====== Données de travail

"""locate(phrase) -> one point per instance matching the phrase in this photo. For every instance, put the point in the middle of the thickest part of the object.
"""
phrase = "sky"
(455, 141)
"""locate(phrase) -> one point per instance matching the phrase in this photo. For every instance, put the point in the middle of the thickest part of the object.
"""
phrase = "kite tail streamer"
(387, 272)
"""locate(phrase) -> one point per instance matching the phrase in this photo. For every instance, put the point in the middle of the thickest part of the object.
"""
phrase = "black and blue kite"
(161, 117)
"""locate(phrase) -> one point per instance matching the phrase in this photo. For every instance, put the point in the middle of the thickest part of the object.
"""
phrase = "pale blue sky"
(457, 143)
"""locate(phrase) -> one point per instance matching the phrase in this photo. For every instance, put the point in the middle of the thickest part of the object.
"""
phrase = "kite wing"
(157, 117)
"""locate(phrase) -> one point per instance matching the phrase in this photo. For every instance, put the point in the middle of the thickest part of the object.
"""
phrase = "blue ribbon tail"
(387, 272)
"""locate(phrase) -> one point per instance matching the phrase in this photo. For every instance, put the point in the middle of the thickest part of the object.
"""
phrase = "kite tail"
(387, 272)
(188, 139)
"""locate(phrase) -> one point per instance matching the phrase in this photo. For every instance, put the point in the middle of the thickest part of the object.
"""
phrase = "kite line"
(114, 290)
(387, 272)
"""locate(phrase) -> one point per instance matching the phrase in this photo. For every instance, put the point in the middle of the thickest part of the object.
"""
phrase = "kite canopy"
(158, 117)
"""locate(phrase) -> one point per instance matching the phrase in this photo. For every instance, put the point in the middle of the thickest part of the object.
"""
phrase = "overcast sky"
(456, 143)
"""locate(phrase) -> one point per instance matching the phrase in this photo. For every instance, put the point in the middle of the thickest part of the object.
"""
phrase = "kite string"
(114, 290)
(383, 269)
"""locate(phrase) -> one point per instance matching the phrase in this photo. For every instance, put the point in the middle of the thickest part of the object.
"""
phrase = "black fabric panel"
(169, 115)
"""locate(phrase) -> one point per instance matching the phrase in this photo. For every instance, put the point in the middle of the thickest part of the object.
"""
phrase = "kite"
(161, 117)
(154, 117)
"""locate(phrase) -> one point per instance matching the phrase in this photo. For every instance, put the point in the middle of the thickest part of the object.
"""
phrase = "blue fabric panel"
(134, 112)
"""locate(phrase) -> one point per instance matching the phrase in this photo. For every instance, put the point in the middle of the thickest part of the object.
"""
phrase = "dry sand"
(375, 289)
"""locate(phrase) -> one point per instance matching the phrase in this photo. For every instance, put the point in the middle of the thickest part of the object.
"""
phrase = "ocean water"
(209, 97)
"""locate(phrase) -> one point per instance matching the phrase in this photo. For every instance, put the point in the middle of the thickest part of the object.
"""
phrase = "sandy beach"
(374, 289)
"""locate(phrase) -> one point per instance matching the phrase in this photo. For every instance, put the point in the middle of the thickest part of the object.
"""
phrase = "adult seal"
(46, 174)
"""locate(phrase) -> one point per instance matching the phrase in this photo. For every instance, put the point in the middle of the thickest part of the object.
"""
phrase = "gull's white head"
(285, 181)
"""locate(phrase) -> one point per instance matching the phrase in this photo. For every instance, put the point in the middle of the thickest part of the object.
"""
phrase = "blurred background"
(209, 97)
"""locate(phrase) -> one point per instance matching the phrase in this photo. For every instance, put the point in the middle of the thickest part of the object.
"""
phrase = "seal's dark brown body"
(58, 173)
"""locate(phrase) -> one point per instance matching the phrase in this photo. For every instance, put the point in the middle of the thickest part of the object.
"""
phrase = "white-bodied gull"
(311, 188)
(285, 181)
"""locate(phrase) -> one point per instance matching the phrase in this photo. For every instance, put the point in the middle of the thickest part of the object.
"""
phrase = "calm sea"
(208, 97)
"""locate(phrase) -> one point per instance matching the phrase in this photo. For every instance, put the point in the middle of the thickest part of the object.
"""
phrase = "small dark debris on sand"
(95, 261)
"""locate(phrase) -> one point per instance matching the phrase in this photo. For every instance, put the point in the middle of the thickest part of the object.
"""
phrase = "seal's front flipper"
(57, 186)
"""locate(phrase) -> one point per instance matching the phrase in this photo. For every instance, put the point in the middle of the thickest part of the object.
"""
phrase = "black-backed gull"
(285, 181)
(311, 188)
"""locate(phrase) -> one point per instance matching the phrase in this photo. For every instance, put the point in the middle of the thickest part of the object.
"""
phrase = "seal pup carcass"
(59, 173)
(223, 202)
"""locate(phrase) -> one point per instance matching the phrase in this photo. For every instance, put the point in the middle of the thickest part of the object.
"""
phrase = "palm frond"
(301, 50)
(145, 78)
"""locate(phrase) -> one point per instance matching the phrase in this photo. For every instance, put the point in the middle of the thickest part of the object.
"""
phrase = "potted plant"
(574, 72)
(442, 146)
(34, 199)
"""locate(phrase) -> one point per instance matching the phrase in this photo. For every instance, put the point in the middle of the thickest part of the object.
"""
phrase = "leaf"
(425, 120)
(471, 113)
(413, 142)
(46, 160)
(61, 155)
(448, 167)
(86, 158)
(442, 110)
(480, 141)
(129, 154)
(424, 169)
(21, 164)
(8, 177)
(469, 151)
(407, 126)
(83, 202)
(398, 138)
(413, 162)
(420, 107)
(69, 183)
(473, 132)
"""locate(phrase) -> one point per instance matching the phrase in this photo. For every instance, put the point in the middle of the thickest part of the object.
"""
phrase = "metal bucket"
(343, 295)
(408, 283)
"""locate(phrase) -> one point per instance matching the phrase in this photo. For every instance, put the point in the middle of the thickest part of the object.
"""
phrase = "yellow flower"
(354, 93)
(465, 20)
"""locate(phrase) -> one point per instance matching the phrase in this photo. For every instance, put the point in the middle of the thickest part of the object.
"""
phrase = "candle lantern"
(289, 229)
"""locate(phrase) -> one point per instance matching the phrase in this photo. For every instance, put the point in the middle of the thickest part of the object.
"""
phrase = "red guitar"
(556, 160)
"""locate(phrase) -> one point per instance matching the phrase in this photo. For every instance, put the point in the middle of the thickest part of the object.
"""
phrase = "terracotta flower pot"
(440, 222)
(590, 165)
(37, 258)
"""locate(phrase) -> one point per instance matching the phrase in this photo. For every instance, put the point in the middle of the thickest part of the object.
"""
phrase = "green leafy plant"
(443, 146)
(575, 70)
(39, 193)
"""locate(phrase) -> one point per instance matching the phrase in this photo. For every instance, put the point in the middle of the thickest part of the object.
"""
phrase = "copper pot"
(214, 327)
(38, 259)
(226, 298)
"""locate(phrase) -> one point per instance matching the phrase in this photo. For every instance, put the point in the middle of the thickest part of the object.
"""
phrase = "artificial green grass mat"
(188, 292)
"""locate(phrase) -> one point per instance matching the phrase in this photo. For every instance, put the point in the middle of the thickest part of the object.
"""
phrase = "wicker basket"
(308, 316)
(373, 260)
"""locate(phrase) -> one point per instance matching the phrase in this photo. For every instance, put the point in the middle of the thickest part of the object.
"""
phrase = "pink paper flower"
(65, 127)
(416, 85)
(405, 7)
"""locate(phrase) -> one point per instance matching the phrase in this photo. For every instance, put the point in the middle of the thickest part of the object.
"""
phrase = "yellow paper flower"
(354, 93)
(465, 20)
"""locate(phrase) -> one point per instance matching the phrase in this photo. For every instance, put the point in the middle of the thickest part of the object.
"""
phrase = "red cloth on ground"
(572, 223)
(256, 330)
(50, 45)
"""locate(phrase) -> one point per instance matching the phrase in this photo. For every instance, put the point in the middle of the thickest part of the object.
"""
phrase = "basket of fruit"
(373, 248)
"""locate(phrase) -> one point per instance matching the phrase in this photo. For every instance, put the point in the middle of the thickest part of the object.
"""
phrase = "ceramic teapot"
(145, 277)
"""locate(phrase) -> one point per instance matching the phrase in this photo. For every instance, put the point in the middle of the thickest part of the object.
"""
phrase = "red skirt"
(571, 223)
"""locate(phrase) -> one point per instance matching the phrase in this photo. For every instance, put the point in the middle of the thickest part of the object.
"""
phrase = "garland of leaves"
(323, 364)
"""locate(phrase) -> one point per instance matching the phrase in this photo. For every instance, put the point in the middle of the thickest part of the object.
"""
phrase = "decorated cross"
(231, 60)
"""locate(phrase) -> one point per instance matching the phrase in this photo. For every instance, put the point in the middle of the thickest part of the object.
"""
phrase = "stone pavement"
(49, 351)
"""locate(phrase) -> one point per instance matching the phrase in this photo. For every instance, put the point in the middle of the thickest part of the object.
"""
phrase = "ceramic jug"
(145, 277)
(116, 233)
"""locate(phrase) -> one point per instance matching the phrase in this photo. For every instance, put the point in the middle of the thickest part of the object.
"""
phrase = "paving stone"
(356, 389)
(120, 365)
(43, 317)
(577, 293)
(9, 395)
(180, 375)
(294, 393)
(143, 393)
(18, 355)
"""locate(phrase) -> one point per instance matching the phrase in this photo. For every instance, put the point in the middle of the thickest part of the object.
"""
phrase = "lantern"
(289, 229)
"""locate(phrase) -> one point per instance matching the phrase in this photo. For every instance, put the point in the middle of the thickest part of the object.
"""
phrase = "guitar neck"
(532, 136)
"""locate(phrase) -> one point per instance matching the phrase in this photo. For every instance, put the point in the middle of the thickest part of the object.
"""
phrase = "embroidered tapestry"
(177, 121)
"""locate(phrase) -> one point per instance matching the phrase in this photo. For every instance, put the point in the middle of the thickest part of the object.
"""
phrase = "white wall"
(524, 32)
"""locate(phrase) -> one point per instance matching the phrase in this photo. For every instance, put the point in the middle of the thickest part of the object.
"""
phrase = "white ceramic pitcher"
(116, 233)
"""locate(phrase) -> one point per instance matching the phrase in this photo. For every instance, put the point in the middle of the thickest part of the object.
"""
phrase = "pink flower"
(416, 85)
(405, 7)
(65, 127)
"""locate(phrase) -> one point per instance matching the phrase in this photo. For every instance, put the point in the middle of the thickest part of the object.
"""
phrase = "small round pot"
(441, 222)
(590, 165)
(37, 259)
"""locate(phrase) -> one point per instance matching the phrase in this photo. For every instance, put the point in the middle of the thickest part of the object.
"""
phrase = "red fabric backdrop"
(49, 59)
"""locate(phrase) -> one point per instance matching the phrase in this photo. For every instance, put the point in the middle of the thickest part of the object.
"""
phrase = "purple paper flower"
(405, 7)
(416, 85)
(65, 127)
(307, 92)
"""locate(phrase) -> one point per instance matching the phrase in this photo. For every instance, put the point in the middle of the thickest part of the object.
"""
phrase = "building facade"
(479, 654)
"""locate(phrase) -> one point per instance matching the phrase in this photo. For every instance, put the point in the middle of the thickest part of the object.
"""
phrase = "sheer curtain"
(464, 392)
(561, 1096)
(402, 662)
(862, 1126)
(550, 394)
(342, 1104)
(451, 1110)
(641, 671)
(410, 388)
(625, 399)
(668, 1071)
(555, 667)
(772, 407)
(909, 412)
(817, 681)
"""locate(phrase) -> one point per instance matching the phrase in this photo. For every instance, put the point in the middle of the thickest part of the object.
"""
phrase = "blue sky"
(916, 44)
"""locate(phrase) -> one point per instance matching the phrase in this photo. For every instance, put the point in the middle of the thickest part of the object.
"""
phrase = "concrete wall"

============

Travail à réaliser: Repérez, s'il vous plaît, chaque ligne des items ci-dessus où figure la chaîne « seal », en tenant compte de la casse, puis recopiez ces lignes.

Réponse à la tâche:
phrase = "adult seal"
phrase = "seal's dark brown body"
phrase = "seal's front flipper"
phrase = "seal pup carcass"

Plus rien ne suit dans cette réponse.